*** Opening DATA PROVIDED ***
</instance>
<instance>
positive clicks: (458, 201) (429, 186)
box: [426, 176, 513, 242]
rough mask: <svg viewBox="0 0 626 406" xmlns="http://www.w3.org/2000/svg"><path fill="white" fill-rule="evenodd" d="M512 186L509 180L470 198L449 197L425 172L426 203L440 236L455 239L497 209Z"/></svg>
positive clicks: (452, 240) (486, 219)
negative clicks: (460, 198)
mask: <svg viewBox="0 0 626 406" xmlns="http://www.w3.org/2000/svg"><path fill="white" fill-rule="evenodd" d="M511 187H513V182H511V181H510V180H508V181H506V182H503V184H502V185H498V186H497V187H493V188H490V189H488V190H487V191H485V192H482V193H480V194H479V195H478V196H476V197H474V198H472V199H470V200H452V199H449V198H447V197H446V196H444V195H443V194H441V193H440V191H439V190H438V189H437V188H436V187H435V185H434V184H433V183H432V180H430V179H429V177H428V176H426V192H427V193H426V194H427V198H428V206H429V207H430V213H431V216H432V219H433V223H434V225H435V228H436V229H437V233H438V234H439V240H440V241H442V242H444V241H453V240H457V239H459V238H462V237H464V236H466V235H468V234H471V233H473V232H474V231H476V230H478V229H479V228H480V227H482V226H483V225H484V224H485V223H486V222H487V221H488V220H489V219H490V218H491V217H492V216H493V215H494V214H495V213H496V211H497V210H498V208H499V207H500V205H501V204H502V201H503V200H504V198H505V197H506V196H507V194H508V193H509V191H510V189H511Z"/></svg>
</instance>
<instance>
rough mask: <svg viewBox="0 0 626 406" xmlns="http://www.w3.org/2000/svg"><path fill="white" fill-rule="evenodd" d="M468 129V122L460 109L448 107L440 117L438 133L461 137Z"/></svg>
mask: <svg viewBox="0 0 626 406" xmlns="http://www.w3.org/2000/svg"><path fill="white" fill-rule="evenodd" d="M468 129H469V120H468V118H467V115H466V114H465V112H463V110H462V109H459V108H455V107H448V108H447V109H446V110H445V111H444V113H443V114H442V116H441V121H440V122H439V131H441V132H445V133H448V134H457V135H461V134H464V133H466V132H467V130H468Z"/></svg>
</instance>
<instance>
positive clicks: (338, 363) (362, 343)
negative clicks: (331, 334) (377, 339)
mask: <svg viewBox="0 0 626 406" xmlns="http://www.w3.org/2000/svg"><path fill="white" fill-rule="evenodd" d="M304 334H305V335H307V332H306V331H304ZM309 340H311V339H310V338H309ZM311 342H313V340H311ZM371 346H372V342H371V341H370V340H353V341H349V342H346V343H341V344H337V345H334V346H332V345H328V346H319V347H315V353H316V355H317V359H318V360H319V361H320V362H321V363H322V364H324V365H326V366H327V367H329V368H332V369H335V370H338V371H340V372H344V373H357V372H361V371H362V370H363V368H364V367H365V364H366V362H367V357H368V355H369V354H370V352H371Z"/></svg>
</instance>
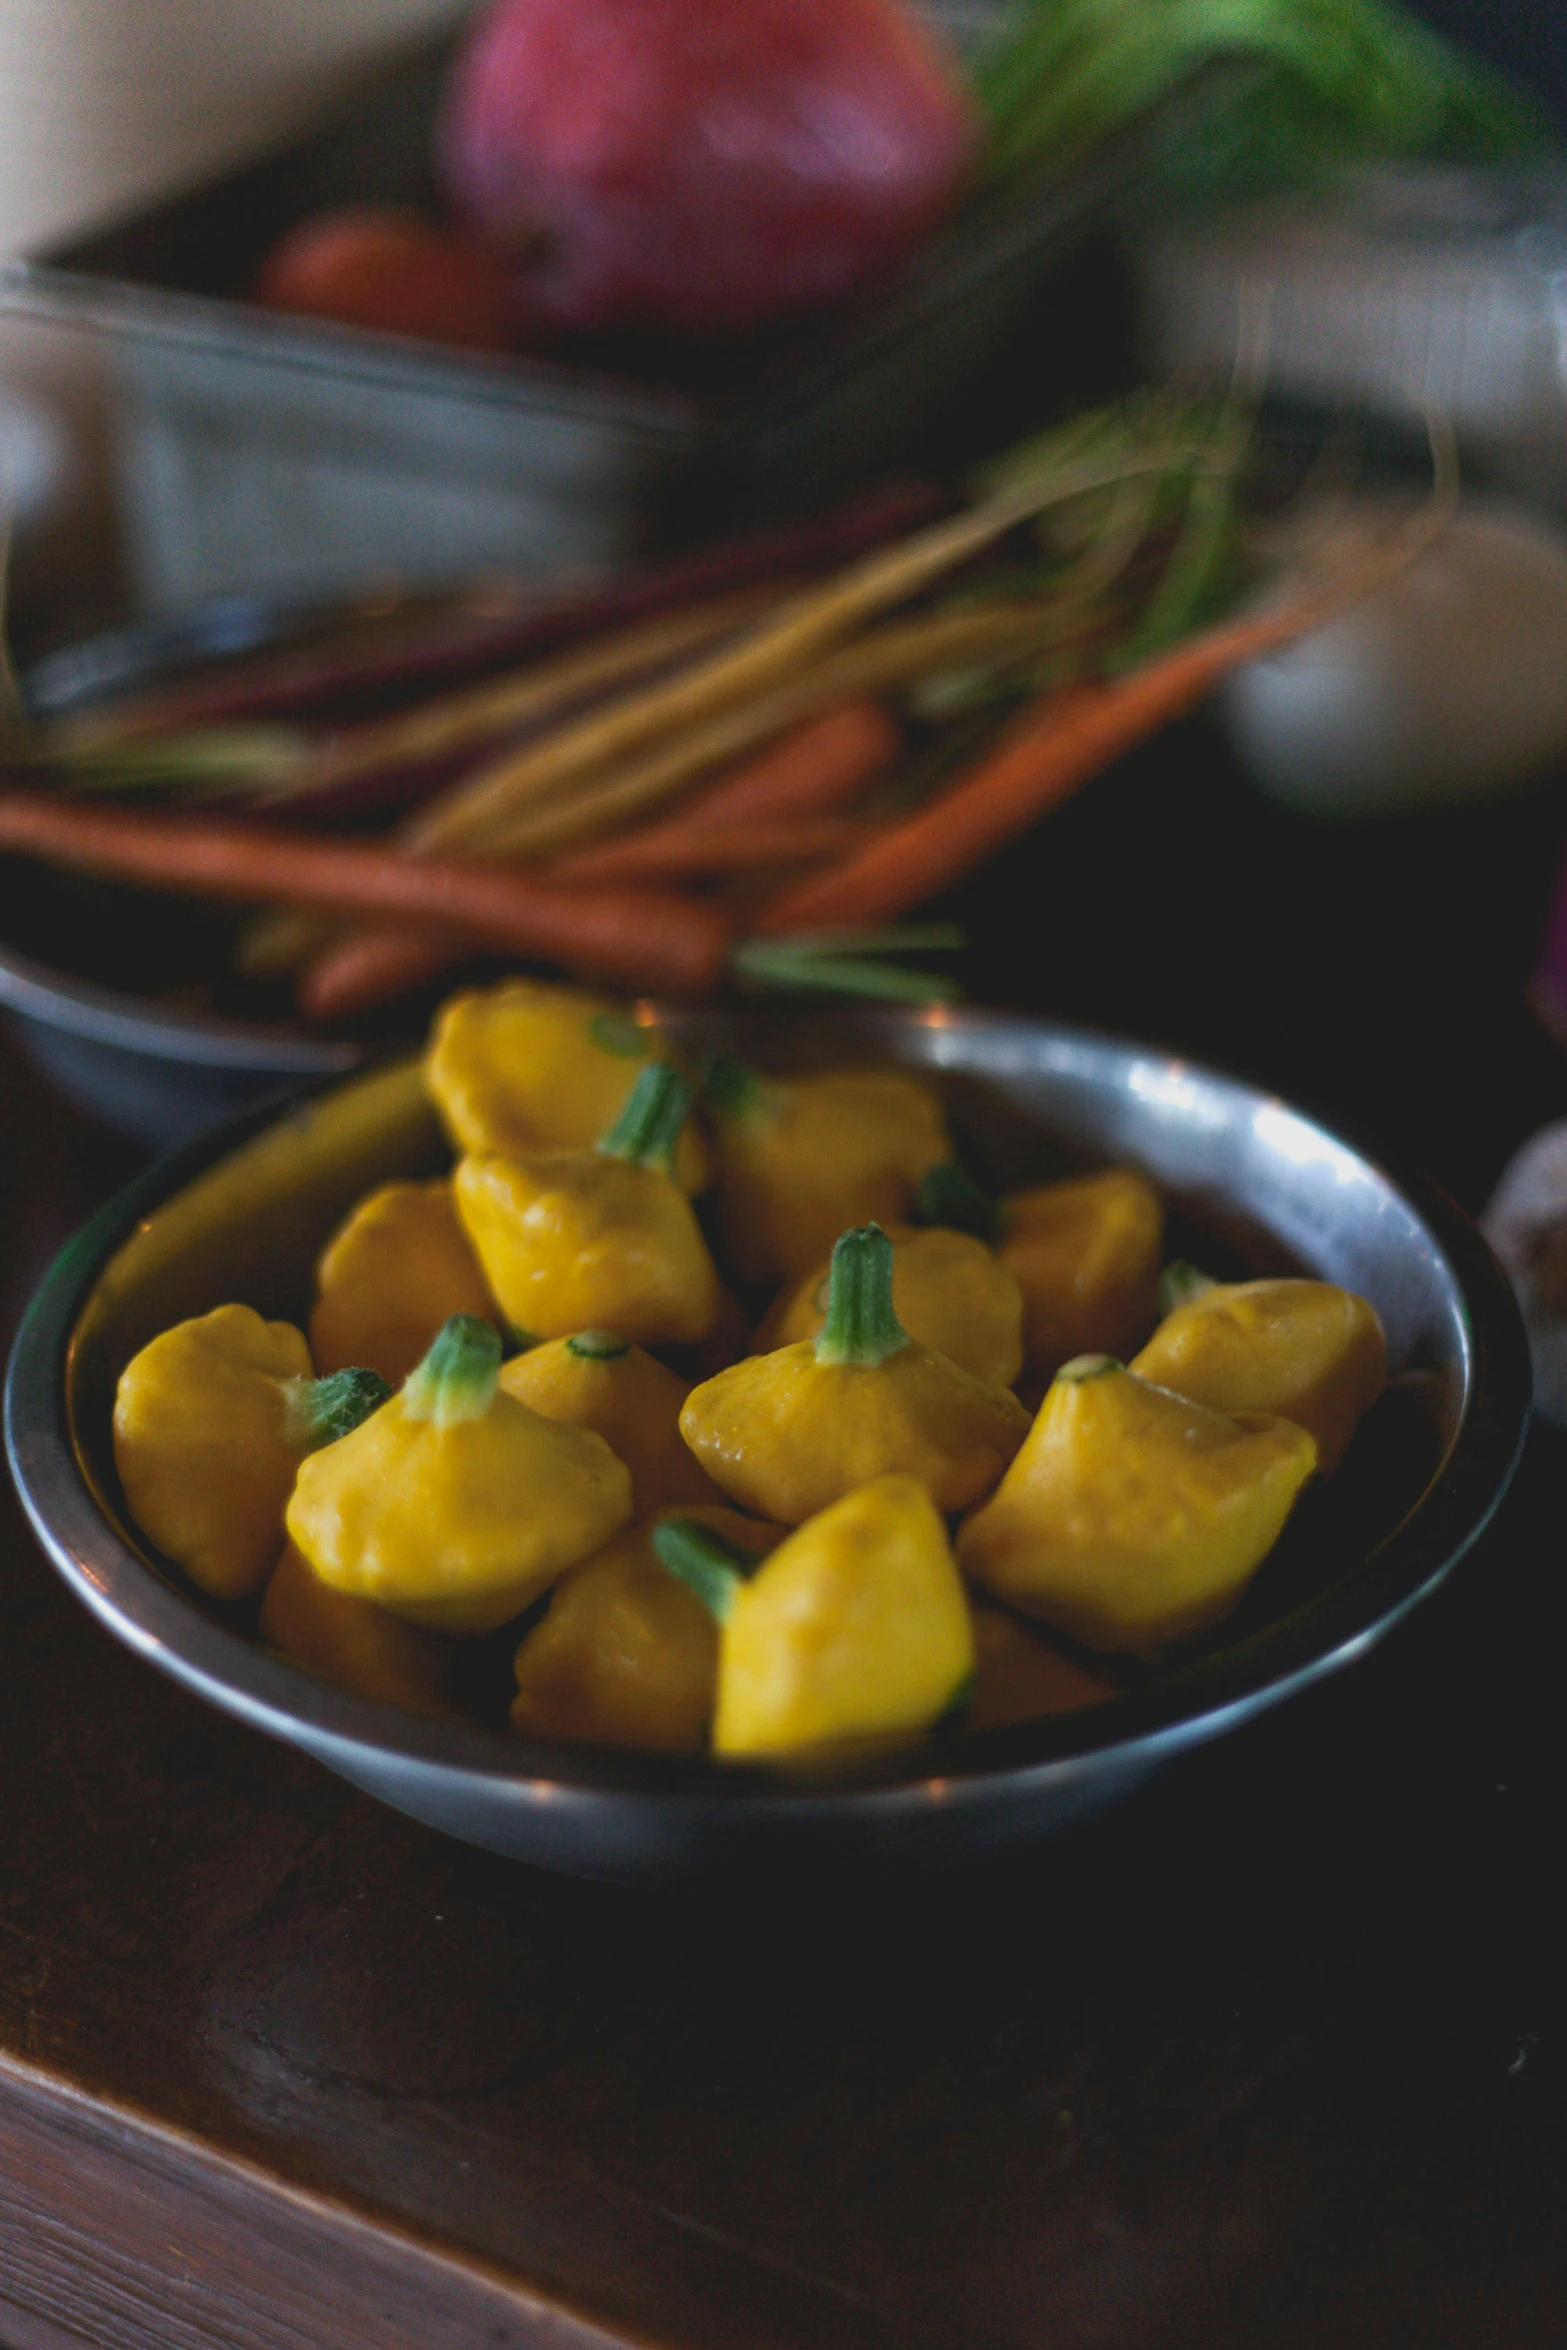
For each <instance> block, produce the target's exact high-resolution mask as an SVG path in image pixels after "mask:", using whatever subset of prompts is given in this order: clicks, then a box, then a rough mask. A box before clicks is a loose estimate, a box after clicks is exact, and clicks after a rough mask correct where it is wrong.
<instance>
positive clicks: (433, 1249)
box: [310, 1182, 496, 1386]
mask: <svg viewBox="0 0 1567 2350" xmlns="http://www.w3.org/2000/svg"><path fill="white" fill-rule="evenodd" d="M493 1311H496V1309H493V1304H491V1297H489V1290H486V1288H484V1274H482V1271H479V1260H477V1257H475V1253H472V1241H470V1238H468V1234H465V1231H463V1227H460V1222H458V1210H456V1203H453V1199H451V1184H449V1182H383V1184H381V1187H378V1189H376V1191H371V1194H369V1196H366V1199H362V1201H359V1206H357V1208H355V1210H352V1213H350V1215H348V1217H345V1220H343V1224H338V1229H336V1234H334V1236H331V1241H327V1248H324V1250H322V1260H320V1264H317V1267H315V1307H312V1311H310V1354H312V1358H315V1368H317V1370H345V1368H348V1365H350V1363H364V1365H366V1368H369V1370H378V1372H381V1377H383V1379H388V1382H390V1384H392V1386H402V1382H404V1379H406V1377H409V1372H411V1370H413V1365H416V1363H421V1361H423V1356H425V1354H428V1351H430V1342H432V1337H435V1332H437V1330H439V1328H442V1323H446V1321H451V1316H453V1314H477V1316H479V1318H482V1321H489V1318H491V1316H493Z"/></svg>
*** Closing DATA PROVIDED ***
**DESCRIPTION OF THE TASK**
Pick out every line in the records above that contains the word "clicks", and copy each of those lines.

**SOLUTION TO THE PROBLEM**
positive clicks: (458, 201) (429, 186)
positive clicks: (452, 240) (486, 219)
negative clicks: (460, 198)
positive clicks: (338, 363) (362, 343)
negative clicks: (331, 334) (377, 339)
For each <instance> block, produce the target's exact high-resolution mask as an SVG path in image pixels after "mask:", using whatever subset of prompts is given in this order: clicks, then a box, then a rough mask. A box before clicks is a loose estimate, a box after clicks is exact, and clicks after a rough mask correct where it is wrong.
positive clicks: (433, 1249)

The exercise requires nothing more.